* What needs to be done *
The answer should be an exact repeat of the stretch of material below from the line containing "Target: large puffy cloud" through the line containing "column 246, row 126".

- - -

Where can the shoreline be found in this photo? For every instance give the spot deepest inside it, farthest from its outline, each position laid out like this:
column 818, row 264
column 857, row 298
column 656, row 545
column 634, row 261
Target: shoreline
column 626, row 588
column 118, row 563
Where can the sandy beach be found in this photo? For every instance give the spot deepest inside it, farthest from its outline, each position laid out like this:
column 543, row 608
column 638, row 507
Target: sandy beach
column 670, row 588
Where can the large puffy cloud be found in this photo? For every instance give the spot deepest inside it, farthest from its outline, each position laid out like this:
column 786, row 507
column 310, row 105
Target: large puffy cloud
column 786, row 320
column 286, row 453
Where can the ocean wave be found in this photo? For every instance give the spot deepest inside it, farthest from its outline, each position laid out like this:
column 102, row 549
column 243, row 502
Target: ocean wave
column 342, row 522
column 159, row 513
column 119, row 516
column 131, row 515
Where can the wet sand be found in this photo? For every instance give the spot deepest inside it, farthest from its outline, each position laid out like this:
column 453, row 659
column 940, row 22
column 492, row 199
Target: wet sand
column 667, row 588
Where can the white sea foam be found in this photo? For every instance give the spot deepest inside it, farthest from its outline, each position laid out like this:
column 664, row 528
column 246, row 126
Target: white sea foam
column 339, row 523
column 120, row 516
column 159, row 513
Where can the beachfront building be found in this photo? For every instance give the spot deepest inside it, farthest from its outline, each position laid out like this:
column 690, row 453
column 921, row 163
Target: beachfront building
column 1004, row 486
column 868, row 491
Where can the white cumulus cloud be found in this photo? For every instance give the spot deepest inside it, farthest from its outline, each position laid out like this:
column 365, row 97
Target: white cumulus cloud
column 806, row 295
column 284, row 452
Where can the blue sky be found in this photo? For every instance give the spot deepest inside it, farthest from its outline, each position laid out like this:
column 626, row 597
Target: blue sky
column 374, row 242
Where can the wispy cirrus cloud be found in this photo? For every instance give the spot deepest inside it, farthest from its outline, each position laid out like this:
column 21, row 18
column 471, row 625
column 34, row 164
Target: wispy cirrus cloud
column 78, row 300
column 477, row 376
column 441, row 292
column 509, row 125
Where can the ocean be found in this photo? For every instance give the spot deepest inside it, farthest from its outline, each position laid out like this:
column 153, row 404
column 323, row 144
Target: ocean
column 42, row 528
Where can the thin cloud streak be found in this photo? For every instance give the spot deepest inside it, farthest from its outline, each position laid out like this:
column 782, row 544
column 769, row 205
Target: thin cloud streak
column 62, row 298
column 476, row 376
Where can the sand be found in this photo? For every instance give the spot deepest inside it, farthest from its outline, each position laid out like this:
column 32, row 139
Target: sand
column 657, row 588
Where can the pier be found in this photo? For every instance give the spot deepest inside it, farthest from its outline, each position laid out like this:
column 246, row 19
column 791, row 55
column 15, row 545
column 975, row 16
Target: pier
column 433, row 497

- - -

* Output of the task *
Target: large puffy cloud
column 786, row 320
column 286, row 453
Where can the ocean wave be found in this photo? For every instance give the spot deepest inside it, farthest from its outline, each position laid out like this:
column 102, row 549
column 243, row 502
Target: ocean wave
column 342, row 522
column 159, row 513
column 119, row 516
column 131, row 515
Where can the wet sand be found in this photo? For every instance give the spot deepest inside it, farthest from its outline, each position laid out like this:
column 453, row 659
column 940, row 22
column 492, row 199
Target: wet sand
column 667, row 588
Where can the white sea foam be found in this photo? For every instance give the spot deepest inside it, farthest from its outline, each position laid out like this:
column 664, row 528
column 246, row 126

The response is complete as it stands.